[TESTO DI ORIGINE]:
Quando l’idillio si rompe, il barbaro ride

La risata del barbaro, Sema Kaygusuz
(Voland, 2020 – Trad. di Giulia Ansaldo)

In un alberghetto sul Mar Egeo, i numerosi vacanzieri si stanno godendo le loro meritate ferie. C’è chi gioca a okey, chi prende il sole sulla spiaggia leggendo, chi preferisce starsene sul molo a chiacchierare con i soli piedi a bagno. Sembra che niente possa scalfire l’atmosfera idilliaca che si respira all’Hotel Colomba Blu, almeno fino a quando, una sera durante una passeggiata in solitaria, Turgay, ospite insieme a sua moglie, non si arrischia a svuotare la propria vescica in mare, provocando lo sconcerto di chi assiste alla scena.

All’inizio non sembra che questo antefatto, anche se si conclude con una bella litigata in pubblico tra i vari ospiti dell’albergo, abbia chissà quali ripercussioni a lungo termine sull’umore generale; eppure, dopo alcuni giorni, accade qualcosa di ancor più sgradevole: tutta la biancheria dell’albergo viene sporcata dalla pipì di qualche sconosciuto, incrinando irrimediabilmente quel senso di «familiare estraneità» condivisa tra tutti i vacanzieri – un’insolenza di chissà quale barbaro, per chissà quale motivo.

[RIGHE DEL DATASET]:
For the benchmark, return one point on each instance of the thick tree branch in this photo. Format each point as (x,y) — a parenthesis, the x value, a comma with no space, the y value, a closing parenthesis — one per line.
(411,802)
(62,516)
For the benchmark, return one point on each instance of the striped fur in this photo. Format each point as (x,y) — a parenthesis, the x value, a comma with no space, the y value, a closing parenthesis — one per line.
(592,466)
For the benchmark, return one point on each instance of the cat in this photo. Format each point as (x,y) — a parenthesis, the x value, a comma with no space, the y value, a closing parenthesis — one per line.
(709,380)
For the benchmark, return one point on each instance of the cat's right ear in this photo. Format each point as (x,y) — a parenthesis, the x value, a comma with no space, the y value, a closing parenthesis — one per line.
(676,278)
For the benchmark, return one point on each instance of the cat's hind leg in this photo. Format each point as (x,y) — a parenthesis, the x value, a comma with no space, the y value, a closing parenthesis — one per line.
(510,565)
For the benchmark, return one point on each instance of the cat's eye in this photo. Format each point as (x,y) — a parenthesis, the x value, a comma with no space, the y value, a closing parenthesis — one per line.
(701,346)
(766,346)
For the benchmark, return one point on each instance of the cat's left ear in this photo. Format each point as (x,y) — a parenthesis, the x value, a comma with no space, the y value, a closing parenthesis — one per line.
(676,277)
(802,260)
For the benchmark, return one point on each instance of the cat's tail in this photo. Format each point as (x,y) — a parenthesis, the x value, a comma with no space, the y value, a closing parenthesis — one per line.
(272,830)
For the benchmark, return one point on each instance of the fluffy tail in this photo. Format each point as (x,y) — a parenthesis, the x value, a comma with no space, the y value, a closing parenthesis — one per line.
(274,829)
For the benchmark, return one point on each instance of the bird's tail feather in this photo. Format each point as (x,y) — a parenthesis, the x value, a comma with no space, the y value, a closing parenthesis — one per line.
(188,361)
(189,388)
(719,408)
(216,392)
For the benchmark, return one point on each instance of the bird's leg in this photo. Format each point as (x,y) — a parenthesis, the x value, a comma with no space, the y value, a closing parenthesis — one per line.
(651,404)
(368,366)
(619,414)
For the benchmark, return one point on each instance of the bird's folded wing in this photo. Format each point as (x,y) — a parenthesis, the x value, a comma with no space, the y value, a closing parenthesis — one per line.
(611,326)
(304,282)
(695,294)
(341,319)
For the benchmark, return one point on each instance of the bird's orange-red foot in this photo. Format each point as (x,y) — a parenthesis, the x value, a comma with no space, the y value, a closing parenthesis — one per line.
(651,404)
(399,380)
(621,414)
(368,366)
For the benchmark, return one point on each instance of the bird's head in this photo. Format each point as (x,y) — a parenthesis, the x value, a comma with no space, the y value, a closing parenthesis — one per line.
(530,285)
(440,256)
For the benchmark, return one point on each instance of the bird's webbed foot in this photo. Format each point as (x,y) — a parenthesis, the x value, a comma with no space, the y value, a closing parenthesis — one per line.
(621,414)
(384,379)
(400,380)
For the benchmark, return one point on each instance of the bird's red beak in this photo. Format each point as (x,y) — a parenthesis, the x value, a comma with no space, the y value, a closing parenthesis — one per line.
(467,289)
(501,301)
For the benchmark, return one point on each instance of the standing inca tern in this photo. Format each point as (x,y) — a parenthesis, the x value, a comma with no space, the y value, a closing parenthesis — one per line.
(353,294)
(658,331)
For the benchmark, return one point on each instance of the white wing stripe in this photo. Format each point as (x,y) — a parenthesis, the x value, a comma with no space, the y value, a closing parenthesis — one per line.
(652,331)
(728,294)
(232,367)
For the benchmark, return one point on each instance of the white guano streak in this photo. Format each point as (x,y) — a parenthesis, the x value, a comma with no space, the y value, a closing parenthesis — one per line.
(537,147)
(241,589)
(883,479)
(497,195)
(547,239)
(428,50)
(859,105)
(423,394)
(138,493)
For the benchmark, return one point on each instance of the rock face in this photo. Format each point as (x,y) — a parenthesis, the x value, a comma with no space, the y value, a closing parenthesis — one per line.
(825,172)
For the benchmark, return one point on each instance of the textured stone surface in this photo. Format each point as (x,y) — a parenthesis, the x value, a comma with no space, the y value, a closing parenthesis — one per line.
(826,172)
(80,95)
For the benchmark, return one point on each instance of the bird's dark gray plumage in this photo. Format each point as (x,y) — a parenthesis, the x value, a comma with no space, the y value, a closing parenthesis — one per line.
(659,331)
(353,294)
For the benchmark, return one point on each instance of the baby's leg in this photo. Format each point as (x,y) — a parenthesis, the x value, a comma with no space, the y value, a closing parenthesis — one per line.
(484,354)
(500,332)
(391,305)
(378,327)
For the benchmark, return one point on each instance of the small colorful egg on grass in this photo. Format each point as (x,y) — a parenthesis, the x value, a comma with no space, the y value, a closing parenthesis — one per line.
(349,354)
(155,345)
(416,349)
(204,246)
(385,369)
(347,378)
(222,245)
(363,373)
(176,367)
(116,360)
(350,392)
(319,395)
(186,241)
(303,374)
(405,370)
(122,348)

[OBIETTIVO]:
Nel testo su «La risata del barbaro», come si chiama l'albergo sul Mar Egeo in cui soggiornano i vacanzieri? Le righe non servono per svolgere il compito.

[RISPOSTA]:
L'albergo si chiama Hotel Colomba Blu.